----- Working data -----
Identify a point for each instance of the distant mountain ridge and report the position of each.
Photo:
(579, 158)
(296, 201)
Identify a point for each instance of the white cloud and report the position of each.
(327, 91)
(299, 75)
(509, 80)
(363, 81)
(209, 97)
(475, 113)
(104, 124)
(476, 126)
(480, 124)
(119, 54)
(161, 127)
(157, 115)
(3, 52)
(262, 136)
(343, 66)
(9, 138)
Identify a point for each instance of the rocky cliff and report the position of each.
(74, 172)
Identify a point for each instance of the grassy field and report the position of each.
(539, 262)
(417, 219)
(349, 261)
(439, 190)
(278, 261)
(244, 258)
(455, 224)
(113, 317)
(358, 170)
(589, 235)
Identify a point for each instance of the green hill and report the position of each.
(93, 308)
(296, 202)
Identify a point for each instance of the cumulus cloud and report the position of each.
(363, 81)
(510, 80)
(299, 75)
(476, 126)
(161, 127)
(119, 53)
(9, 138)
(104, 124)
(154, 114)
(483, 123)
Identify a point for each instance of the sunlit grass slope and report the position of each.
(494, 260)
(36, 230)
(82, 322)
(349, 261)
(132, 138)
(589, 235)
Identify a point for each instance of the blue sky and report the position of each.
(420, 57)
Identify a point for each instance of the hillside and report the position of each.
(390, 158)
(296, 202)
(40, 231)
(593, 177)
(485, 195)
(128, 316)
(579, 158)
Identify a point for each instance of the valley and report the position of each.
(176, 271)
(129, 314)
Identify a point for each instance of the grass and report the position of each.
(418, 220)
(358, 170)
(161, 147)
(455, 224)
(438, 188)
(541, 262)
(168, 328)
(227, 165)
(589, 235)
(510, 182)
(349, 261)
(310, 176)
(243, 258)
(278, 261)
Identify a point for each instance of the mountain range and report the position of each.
-----
= Work to be completed =
In full and word for word, reproduce the data above.

= Output for this task =
Identify a point for each instance of the distant mountain ridge and report the position of each.
Photo:
(579, 158)
(296, 201)
Identify a point for each instance of the white cloud and report the position of each.
(327, 91)
(299, 75)
(509, 80)
(363, 81)
(209, 97)
(475, 113)
(104, 124)
(476, 126)
(480, 124)
(119, 54)
(161, 127)
(157, 115)
(3, 52)
(262, 136)
(343, 66)
(9, 138)
Identify a point for each instance of the rocky cliff and report the position of each.
(74, 172)
Identify a point for each instance of the grassy field and report the position of each.
(539, 262)
(417, 219)
(349, 261)
(439, 190)
(278, 261)
(244, 258)
(455, 224)
(113, 317)
(358, 170)
(589, 235)
Identify a point for each instance of the green hill and report the position of each.
(93, 308)
(296, 202)
Identify a point for each instance of the cumulus cloud and report the position of each.
(363, 81)
(510, 80)
(299, 75)
(476, 126)
(161, 127)
(119, 53)
(9, 138)
(104, 124)
(154, 114)
(483, 123)
Identify a point for each instance of the sunlit grass slope and report the position of each.
(494, 260)
(36, 230)
(82, 322)
(349, 261)
(132, 138)
(589, 235)
Identify a point for each instance of the blue sky and report the position of each.
(420, 57)
Identify a point for each instance of the hillside and report the position of each.
(390, 158)
(296, 202)
(40, 231)
(593, 177)
(485, 195)
(128, 316)
(579, 158)
Identify a point for each instance of the valley and report the position of each.
(176, 271)
(129, 314)
Identify a point for each instance of the grass and report the position of each.
(418, 220)
(358, 170)
(161, 147)
(455, 224)
(438, 188)
(541, 262)
(168, 328)
(227, 165)
(589, 235)
(510, 182)
(349, 261)
(310, 176)
(243, 258)
(278, 261)
Identify a point for each instance of the mountain range and report the position of each.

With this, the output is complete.